_Short exercise_
Could you reproduce the following records line for line, leaving out the pictures?

(Polygon annotations for photos)
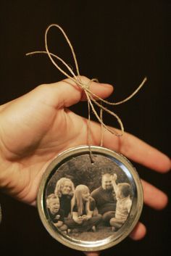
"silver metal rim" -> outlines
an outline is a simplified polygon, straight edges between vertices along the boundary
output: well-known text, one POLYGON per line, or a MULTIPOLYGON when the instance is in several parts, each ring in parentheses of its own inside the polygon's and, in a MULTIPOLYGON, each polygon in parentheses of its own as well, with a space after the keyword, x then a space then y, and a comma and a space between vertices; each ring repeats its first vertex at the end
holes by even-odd
POLYGON ((97 241, 80 241, 79 240, 75 240, 64 235, 59 231, 58 231, 57 229, 55 230, 52 224, 46 218, 45 214, 44 191, 47 181, 49 180, 52 170, 57 165, 60 165, 60 163, 67 157, 88 154, 90 149, 88 146, 80 146, 70 149, 60 153, 57 157, 55 157, 47 167, 43 175, 37 197, 37 206, 41 220, 51 236, 62 244, 72 249, 87 252, 98 251, 109 248, 120 243, 128 236, 138 221, 142 211, 143 201, 143 189, 138 174, 135 168, 126 157, 121 154, 101 146, 91 146, 91 149, 93 154, 98 154, 107 157, 109 156, 115 160, 120 167, 122 169, 124 169, 130 183, 132 183, 135 189, 135 192, 133 197, 130 212, 126 222, 118 231, 117 236, 111 236, 109 238, 97 241))

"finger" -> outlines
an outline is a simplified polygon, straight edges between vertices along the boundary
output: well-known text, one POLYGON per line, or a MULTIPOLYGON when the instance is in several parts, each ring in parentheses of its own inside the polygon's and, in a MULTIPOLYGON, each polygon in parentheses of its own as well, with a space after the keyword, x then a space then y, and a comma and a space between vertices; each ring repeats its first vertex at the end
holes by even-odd
MULTIPOLYGON (((90 79, 80 76, 82 83, 89 86, 89 89, 96 96, 107 98, 113 91, 113 87, 106 83, 91 81, 90 79)), ((71 79, 47 85, 47 89, 53 93, 54 104, 60 107, 70 107, 81 100, 86 100, 84 91, 71 79)))
MULTIPOLYGON (((92 122, 91 128, 93 141, 99 144, 100 125, 92 122)), ((104 130, 103 141, 104 146, 107 148, 119 152, 149 168, 160 173, 165 173, 170 169, 171 162, 167 156, 128 133, 125 133, 121 137, 117 137, 104 130)))
POLYGON ((146 228, 145 226, 141 222, 138 222, 130 234, 130 237, 133 240, 140 240, 146 236, 146 228))
POLYGON ((141 180, 141 182, 143 188, 145 204, 156 210, 164 208, 168 202, 167 195, 148 182, 143 180, 141 180))
POLYGON ((84 252, 86 256, 99 256, 100 252, 84 252))

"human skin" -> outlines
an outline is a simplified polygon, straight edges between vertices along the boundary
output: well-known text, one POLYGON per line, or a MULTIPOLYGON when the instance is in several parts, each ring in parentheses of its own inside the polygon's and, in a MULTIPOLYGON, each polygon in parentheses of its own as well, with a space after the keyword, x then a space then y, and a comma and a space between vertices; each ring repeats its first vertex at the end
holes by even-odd
MULTIPOLYGON (((109 96, 110 85, 90 83, 90 90, 101 98, 109 96)), ((41 85, 28 94, 0 106, 0 188, 31 205, 36 205, 38 185, 49 162, 59 152, 87 144, 88 120, 68 107, 86 100, 83 91, 70 79, 41 85)), ((101 128, 91 122, 92 144, 99 145, 101 128)), ((117 137, 104 131, 104 146, 120 152, 148 168, 165 173, 170 160, 164 154, 134 136, 125 133, 117 137)), ((144 202, 162 209, 167 197, 162 191, 142 181, 144 202)), ((143 238, 146 227, 138 223, 130 237, 143 238)), ((86 252, 96 256, 99 252, 86 252)))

_Result below_
"silver metal rim" -> outlines
an outline is a simplified polygon, straight edges between vertices along the boundary
output: well-known text, one POLYGON per line, or a MULTIPOLYGON when the instance is in several parts, each ring in parentheses of its own inside the polygon's and, in a MULTIPOLYGON, each polygon in parentheses of its own as well, with a space after the keyword, x then a space then y, and a comma and a space between vertices; each ring repeats its first vertex at the end
holes by even-odd
POLYGON ((97 241, 80 241, 79 240, 75 240, 64 235, 59 231, 58 231, 57 229, 55 230, 52 224, 46 218, 45 214, 44 191, 47 181, 49 180, 52 170, 57 165, 60 165, 60 163, 67 157, 88 154, 90 149, 88 146, 80 146, 70 149, 60 153, 57 157, 55 157, 47 167, 43 175, 37 197, 37 206, 41 220, 51 236, 62 244, 72 249, 87 252, 98 251, 109 248, 120 243, 128 236, 138 221, 142 211, 143 201, 143 189, 138 174, 135 168, 126 157, 121 154, 101 146, 91 146, 91 149, 93 154, 98 154, 107 157, 109 156, 115 160, 120 167, 122 169, 124 169, 130 183, 132 183, 135 189, 135 192, 133 197, 130 212, 126 222, 118 231, 117 236, 111 236, 109 238, 97 241))

"finger" -> outlines
an outline is a simplified polygon, straight edges between vertices along the boundary
output: well-known text, one POLYGON per line, or a MULTIPOLYGON when the instance is in several parts, each ring in parentheses of its own inside the polygon's and, in a MULTIPOLYGON, each polygon in parentheses of its own as well, with a space after the keyword, x then a space then y, and a comma and a space between vertices; each ring repeats its first vertex at the end
holes by even-odd
MULTIPOLYGON (((90 79, 80 76, 82 83, 89 86, 89 89, 96 96, 107 98, 113 91, 113 87, 106 83, 91 81, 90 79)), ((71 79, 47 85, 47 89, 53 93, 54 104, 60 107, 70 107, 81 100, 86 100, 84 91, 71 79)))
MULTIPOLYGON (((92 122, 91 128, 93 141, 99 144, 100 125, 92 122)), ((104 130, 103 141, 104 146, 107 148, 119 152, 149 168, 160 173, 165 173, 170 169, 171 162, 167 156, 128 133, 125 133, 121 137, 117 137, 104 130)))
POLYGON ((146 228, 145 226, 141 222, 138 222, 130 234, 130 237, 133 240, 140 240, 146 236, 146 228))
POLYGON ((141 180, 141 182, 143 188, 145 204, 156 210, 164 208, 168 202, 167 195, 148 182, 143 180, 141 180))
POLYGON ((84 252, 86 256, 99 256, 100 252, 84 252))

"human skin" -> outlines
an outline is a simplified polygon, straight edges between vertices along the boundary
output: well-known text, one POLYGON per line, or a MULTIPOLYGON when the instance is in several parts, each ring in parentheses of its own inside the polygon's and, in a MULTIPOLYGON, each polygon in parentheses of its own as well, with a space after the keyword, x then a space then y, and a comma and a space between vertices; each ring repeats its first vertex at the end
holes by even-odd
MULTIPOLYGON (((109 96, 110 85, 90 83, 90 90, 101 98, 109 96)), ((41 85, 28 94, 0 106, 0 188, 31 205, 36 205, 38 185, 49 162, 59 152, 87 144, 88 120, 68 107, 86 100, 83 91, 70 79, 41 85)), ((101 128, 91 122, 92 144, 99 145, 101 128)), ((117 137, 104 131, 104 146, 120 152, 148 168, 165 173, 170 160, 164 154, 134 136, 125 133, 117 137)), ((144 202, 162 209, 167 197, 162 191, 142 181, 144 202)), ((143 238, 146 227, 138 223, 130 237, 143 238)), ((86 252, 96 256, 99 252, 86 252)))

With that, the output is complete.